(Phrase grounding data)

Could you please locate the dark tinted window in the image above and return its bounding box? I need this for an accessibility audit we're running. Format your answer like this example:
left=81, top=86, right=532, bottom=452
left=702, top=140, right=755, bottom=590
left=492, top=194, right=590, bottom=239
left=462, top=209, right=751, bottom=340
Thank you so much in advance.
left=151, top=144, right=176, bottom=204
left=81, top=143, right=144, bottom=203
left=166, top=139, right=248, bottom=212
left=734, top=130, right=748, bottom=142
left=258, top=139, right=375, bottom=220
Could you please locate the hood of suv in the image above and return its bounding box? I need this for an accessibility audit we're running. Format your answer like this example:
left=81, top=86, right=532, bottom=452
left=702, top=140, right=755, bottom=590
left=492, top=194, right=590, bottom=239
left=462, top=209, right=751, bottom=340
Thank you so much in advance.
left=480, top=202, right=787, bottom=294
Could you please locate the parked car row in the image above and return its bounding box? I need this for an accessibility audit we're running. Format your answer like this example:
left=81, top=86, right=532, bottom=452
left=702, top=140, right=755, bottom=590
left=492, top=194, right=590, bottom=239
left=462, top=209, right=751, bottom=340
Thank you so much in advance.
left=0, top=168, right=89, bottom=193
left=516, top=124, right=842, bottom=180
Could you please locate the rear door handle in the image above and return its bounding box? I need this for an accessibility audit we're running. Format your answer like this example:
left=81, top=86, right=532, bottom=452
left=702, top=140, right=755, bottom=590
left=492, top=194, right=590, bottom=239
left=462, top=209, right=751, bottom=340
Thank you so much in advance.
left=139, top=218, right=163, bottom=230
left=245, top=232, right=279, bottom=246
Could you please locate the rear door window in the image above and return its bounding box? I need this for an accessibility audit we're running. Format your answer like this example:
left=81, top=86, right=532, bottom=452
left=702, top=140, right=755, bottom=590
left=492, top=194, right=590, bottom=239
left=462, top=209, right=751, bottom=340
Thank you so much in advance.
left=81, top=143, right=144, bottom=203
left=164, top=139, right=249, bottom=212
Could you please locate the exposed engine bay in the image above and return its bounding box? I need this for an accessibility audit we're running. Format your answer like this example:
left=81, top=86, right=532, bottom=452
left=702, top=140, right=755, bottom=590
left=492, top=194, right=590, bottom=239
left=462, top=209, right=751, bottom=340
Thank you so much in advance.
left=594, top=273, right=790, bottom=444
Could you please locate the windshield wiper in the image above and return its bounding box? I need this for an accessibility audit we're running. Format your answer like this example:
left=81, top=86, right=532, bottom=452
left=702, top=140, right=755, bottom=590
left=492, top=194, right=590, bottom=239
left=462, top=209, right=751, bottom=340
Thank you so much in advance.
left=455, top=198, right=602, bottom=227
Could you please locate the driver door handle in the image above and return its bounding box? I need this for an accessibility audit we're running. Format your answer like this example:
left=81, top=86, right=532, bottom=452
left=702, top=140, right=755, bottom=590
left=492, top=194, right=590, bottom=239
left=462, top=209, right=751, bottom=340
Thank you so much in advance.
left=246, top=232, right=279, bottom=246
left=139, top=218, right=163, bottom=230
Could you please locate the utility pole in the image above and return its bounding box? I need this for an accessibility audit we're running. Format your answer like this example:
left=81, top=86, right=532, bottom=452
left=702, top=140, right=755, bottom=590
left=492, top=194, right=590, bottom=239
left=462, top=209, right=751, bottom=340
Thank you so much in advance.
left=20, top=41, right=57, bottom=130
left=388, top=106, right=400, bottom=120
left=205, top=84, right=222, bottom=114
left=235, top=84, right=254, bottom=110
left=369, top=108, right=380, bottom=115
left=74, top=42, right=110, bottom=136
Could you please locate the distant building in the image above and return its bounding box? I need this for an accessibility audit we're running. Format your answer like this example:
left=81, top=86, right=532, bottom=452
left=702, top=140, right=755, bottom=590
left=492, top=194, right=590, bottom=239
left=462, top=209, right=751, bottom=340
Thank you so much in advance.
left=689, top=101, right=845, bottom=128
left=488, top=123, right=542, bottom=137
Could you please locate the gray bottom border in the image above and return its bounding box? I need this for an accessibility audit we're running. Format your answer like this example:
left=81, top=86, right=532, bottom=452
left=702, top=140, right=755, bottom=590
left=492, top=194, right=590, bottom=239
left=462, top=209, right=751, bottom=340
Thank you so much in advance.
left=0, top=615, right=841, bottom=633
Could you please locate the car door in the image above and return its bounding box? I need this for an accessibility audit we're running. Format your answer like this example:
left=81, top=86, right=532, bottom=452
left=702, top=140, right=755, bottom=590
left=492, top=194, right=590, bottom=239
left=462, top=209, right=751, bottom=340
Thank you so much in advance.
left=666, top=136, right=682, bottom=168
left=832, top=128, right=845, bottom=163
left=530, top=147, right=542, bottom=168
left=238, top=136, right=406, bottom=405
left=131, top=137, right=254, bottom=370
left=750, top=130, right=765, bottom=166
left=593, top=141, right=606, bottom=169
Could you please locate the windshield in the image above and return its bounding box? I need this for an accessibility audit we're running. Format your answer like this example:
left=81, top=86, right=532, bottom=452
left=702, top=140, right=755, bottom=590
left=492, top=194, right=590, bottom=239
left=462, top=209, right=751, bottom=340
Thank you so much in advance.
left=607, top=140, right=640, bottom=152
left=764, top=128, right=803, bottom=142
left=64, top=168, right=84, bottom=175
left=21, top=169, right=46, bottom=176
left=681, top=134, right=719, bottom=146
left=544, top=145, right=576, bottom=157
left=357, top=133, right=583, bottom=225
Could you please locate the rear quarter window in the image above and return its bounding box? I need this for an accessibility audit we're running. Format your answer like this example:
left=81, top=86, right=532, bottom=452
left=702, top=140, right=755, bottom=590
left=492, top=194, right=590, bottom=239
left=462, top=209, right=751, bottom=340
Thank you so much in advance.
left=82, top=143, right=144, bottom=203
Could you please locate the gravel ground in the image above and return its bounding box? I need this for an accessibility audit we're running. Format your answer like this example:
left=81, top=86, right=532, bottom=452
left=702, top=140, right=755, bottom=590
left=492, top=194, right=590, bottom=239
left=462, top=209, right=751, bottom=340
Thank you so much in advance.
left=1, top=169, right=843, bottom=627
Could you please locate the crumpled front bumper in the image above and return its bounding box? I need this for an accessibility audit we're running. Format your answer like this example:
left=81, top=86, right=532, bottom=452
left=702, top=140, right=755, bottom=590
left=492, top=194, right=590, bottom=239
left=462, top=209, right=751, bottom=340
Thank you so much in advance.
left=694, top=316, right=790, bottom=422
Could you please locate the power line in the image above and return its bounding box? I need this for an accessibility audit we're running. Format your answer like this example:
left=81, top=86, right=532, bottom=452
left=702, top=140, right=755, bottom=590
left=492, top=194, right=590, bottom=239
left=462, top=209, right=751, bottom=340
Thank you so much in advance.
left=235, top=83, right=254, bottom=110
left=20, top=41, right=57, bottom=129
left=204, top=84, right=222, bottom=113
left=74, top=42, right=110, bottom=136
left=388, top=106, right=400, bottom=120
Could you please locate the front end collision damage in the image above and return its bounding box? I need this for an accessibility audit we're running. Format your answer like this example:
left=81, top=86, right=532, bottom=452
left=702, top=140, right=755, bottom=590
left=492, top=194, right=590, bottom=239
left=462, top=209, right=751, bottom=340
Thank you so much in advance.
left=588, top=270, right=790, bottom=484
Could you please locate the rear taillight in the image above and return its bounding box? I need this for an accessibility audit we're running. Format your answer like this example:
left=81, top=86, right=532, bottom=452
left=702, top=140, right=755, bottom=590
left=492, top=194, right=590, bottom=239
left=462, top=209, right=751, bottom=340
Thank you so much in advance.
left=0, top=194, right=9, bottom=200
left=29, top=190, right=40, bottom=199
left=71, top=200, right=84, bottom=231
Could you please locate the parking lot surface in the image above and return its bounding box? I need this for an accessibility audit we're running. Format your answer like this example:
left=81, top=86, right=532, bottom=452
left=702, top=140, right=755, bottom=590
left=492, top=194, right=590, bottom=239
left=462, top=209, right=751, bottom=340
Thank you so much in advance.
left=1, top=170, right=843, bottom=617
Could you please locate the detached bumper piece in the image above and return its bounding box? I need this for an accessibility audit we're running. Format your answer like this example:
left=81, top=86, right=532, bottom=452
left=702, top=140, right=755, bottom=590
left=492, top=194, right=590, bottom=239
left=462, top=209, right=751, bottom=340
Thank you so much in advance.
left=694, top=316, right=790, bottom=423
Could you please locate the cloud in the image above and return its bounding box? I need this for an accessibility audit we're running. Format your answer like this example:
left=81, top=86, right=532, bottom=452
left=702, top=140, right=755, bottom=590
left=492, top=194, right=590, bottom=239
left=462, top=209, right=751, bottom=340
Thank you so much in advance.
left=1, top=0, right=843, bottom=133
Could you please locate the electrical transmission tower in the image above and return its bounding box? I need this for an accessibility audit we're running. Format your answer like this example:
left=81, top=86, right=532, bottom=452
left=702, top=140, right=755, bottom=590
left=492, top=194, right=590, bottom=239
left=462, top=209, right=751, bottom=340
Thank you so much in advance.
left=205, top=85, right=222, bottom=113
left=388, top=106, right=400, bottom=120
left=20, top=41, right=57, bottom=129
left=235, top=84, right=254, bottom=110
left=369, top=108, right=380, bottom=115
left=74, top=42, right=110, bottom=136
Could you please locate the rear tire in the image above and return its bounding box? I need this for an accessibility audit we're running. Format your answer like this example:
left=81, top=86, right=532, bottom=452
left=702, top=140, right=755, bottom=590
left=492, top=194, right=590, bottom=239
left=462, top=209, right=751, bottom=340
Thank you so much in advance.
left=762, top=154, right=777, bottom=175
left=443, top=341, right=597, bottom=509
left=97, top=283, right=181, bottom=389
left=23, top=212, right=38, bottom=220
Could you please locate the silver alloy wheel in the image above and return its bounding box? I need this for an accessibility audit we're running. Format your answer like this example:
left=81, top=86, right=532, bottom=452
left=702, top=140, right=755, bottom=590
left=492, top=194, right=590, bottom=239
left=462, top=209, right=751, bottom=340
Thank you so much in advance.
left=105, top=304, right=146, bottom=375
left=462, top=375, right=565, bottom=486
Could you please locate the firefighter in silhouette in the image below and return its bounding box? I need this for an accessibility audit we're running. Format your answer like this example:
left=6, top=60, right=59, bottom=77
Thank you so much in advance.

● Work to be completed
Line count for "bumper": give the number of lines in the data above that include it, and nothing else.

● Solution to this problem
2